■ **Given request**: Output the following lines verbatim, keeping every character and line break unchanged.

Excerpts from a point labeling dataset
<<<<
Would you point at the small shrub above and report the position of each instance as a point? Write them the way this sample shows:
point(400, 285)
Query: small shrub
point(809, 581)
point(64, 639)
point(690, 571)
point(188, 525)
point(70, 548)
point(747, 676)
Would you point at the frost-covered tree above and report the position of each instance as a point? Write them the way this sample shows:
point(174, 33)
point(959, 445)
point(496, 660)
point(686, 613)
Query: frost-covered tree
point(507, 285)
>>>>
■ **Correct response**:
Would you point at the small shrub above and report the position of each instance as a point? Write them the way this sample shows:
point(400, 285)
Query: small shrub
point(809, 581)
point(64, 639)
point(690, 571)
point(188, 525)
point(70, 548)
point(747, 676)
Would you point at the frost-covered tree above and report the position of each instance as a point? Write them the way this sample shows:
point(174, 33)
point(959, 445)
point(496, 660)
point(686, 613)
Query: frost-covered tree
point(507, 285)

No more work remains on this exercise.